WHAT YOU HAVE TO DO | Please repeat these lines with every "sea star" changed to "starfish", leaving the rest untouched.

-- Start of PROVIDED MATERIAL --

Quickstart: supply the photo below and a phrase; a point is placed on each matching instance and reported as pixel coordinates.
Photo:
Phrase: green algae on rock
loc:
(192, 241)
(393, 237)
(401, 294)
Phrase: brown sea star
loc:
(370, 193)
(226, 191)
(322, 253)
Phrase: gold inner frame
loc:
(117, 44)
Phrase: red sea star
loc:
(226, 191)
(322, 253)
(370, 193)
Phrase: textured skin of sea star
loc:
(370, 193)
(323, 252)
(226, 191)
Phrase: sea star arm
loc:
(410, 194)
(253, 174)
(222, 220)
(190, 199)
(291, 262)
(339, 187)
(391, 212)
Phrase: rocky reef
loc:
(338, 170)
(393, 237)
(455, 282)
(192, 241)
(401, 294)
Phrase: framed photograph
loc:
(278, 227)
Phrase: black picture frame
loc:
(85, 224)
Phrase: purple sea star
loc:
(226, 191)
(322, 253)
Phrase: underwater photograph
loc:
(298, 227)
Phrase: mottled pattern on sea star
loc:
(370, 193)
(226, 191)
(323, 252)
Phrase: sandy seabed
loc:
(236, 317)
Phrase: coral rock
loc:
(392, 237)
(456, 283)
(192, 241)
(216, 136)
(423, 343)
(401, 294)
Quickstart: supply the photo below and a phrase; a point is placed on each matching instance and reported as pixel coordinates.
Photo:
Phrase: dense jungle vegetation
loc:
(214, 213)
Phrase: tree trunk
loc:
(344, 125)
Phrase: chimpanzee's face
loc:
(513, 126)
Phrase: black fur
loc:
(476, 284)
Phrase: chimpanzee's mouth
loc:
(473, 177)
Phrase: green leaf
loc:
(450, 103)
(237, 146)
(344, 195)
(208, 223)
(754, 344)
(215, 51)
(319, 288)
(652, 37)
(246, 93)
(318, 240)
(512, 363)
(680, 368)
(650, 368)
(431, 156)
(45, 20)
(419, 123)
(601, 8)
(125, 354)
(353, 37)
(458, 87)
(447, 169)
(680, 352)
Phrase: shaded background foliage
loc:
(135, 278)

-- End of PROVIDED MATERIAL --

SOLVED PROBLEM |
Quickstart: supply the photo below and a phrase; a point is placed on each matching instance and reported as pixel coordinates.
Photo:
Phrase: green algae on rock
loc:
(192, 241)
(393, 237)
(401, 294)
Phrase: brown starfish
loc:
(370, 193)
(226, 191)
(322, 253)
Phrase: gold inner frame
loc:
(117, 44)
Phrase: red starfish
loc:
(226, 191)
(322, 253)
(370, 193)
Phrase: textured skin of starfish
loc:
(370, 193)
(323, 252)
(226, 191)
Phrase: starfish arm
loc:
(410, 194)
(253, 174)
(222, 220)
(190, 199)
(291, 262)
(339, 187)
(391, 212)
Phrase: rocky reef
loc:
(338, 170)
(393, 237)
(455, 282)
(192, 241)
(401, 294)
Phrase: framed photograph
loc:
(278, 227)
Phrase: black picture frame
loc:
(85, 224)
Phrase: purple starfish
loc:
(226, 191)
(322, 253)
Phrase: underwater photograph
loc:
(298, 227)
Phrase: mottled pattern on starfish
loc:
(370, 193)
(226, 191)
(323, 252)
Phrase: sandy seabed
loc:
(236, 317)
Phrase: coral rock
loc:
(392, 237)
(456, 283)
(192, 241)
(216, 136)
(423, 343)
(401, 294)
Quickstart: supply the photo below and a phrase; a point is placed on each matching instance and reported as pixel coordinates.
Photo:
Phrase: dense jungle vegetation
loc:
(214, 213)
Phrase: tree trunk
loc:
(344, 125)
Phrase: chimpanzee's face
loc:
(513, 126)
Phrase: black fur
loc:
(476, 284)
Phrase: chimpanzee's mouth
loc:
(473, 177)
Phrase: green leaf
loc:
(450, 103)
(237, 146)
(344, 195)
(208, 223)
(754, 344)
(215, 51)
(319, 288)
(652, 37)
(246, 93)
(318, 240)
(512, 363)
(680, 368)
(650, 368)
(431, 156)
(45, 20)
(419, 123)
(601, 8)
(125, 354)
(353, 37)
(458, 87)
(447, 169)
(680, 352)
Phrase: shaded background foliage
loc:
(135, 278)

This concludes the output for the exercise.